*EXERCISE INSTRUCTIONS*:
Send back every record word for word, with nothing missing.

*RECORDED DATA*:
BEGIN
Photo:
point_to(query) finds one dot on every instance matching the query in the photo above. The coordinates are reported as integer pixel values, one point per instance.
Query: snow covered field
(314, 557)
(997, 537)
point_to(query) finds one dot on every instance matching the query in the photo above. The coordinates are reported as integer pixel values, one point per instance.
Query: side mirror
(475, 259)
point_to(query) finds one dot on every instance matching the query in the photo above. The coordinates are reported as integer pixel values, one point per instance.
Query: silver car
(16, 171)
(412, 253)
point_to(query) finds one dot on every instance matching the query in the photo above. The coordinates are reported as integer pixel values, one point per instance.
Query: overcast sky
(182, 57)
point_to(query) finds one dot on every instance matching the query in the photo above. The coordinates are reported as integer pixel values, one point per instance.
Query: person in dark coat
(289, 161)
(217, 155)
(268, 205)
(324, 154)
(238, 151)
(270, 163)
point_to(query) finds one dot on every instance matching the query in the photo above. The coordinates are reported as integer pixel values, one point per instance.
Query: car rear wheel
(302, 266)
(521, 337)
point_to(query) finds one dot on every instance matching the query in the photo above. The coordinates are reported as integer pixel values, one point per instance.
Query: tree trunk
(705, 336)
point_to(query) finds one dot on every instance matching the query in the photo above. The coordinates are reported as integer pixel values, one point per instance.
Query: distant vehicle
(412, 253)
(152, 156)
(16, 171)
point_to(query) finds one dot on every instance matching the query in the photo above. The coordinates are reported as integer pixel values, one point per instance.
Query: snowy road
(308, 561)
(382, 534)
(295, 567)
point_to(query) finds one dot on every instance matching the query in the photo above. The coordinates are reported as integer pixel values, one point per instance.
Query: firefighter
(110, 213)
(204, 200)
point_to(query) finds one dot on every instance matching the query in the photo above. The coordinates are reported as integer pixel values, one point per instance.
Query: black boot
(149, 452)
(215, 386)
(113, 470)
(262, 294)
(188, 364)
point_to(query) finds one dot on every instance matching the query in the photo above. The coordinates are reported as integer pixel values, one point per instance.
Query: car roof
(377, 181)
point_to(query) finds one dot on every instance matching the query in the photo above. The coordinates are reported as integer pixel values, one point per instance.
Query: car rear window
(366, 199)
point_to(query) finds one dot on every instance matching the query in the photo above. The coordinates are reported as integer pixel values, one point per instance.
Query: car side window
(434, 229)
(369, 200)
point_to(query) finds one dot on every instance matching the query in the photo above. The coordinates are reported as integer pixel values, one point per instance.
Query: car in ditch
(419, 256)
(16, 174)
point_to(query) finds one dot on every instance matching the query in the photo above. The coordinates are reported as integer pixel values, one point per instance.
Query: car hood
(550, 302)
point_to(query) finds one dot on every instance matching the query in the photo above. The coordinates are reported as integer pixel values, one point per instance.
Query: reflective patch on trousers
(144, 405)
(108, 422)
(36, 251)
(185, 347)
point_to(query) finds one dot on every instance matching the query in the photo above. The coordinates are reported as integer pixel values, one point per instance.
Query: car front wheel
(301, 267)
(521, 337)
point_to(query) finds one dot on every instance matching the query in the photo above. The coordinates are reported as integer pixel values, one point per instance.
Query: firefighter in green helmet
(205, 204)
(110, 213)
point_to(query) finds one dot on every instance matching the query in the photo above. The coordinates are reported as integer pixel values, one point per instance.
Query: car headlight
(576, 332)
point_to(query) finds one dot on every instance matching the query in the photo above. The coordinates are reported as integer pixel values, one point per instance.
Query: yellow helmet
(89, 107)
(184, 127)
END
*WRITTEN ANSWER*:
Photo:
point_to(query) finds one dot on every instance matching the query in the photo above. The coordinates are reported as integer pixel values, one point per instance.
Query: snow covered field
(314, 557)
(997, 537)
point_to(query) finds one dot on every instance matching the query in the photo above. The coordinates are reported as integer pixel values, one point per instance.
Query: side mirror
(475, 259)
point_to(query) finds one dot on every instance matching the query in the photo above. The coordinates are reported as integer pixel values, one point per instance.
Query: silver car
(16, 171)
(412, 253)
point_to(query) finds one dot on every instance matching the query in the photo above. The coordinates are reported as integer pixel values, one point per instance.
Query: overcast sky
(182, 57)
point_to(query) finds one dot on every instance matching the query in the photo above. The coordinates are reported as integer pixel values, one point per instance.
Query: person in dark coat
(289, 161)
(217, 155)
(268, 205)
(324, 154)
(238, 151)
(270, 163)
point_to(query) finds one dot on every instance matching the query in the photo above. The coordinates are reported as integer pixel values, one point per instance.
Query: car rear wheel
(302, 266)
(521, 337)
point_to(query) finds one dot on every instance matching the query in the photo above. The coordinates are reported as integer pixel values, one point per instance.
Query: tree trunk
(705, 336)
point_to(query) finds one dot on every instance matching the query in the photo above. The coordinates are reported as integer pixel values, one point per instance.
Query: distant vehicle
(412, 253)
(152, 156)
(16, 171)
point_to(query) finds one dot on every instance matching the query in the photo above. The coordinates are reported as integer pixel values, one point per instance.
Query: snowy road
(308, 561)
(382, 534)
(295, 567)
point_to(query) finds one dot on every instance matching the query in the photo above. The coordinates are reported as integer pixel values, one point per instance.
Query: firefighter
(110, 213)
(204, 200)
point_to(query) finds one dot on every instance matching the query in the photo above. The coordinates are reported as integer pixel values, one point per instance.
Query: black boot
(149, 452)
(215, 386)
(113, 470)
(262, 294)
(188, 364)
point_to(query) finds one dot on every instance matching the query in the photo above. The coordinates are reported as integer pixel values, one point per instance.
Query: car roof
(377, 181)
point_to(query) finds one dot on every instance matching the query in the photo above. The coordinates are reported as integer pixel values, one point per instance.
Query: car rear window
(366, 199)
point_to(query) finds one dot on every instance matching the query in the photo above. The coordinates are reported as integer pixel values, one point per instance.
Query: car side window
(434, 229)
(369, 200)
point_to(query) finds one dot on every instance matching the query in the photo above. The coordinates are reported as integer pixel values, one point per instance.
Query: car in ditch
(419, 256)
(16, 174)
point_to(query) finds one dot on every instance matching the query in the photo above. The coordinates are reported as integer pixel values, one point per instance.
Query: car hood
(550, 302)
point_to(query) finds one dot on every instance matching the query in the photo above. The coordinates are reported as integer pixel values, one point per instance.
Query: reflective patch on trousers
(144, 405)
(108, 422)
(36, 251)
(185, 347)
point_to(query) finds one dot on every instance matching the query in the photo above. The coordinates are reported as integer pixel values, one point per instance.
Query: car front wheel
(301, 267)
(521, 337)
point_to(query) finds one dot on every instance matching the query in the photo above. The coordinates are reported as integer pixel values, one point per instance.
Query: firefighter in green helmet
(205, 204)
(110, 213)
point_to(query) finds one dot on every instance matching the query in the photo above. The coordinates are reported as integer pixel values, one point per instance.
Query: car headlight
(576, 332)
point_to(query) finds one dot on every instance matching the query in the photo above. The coordinates are reported as integer pixel values, one point per instance.
Query: yellow helmet
(89, 107)
(184, 127)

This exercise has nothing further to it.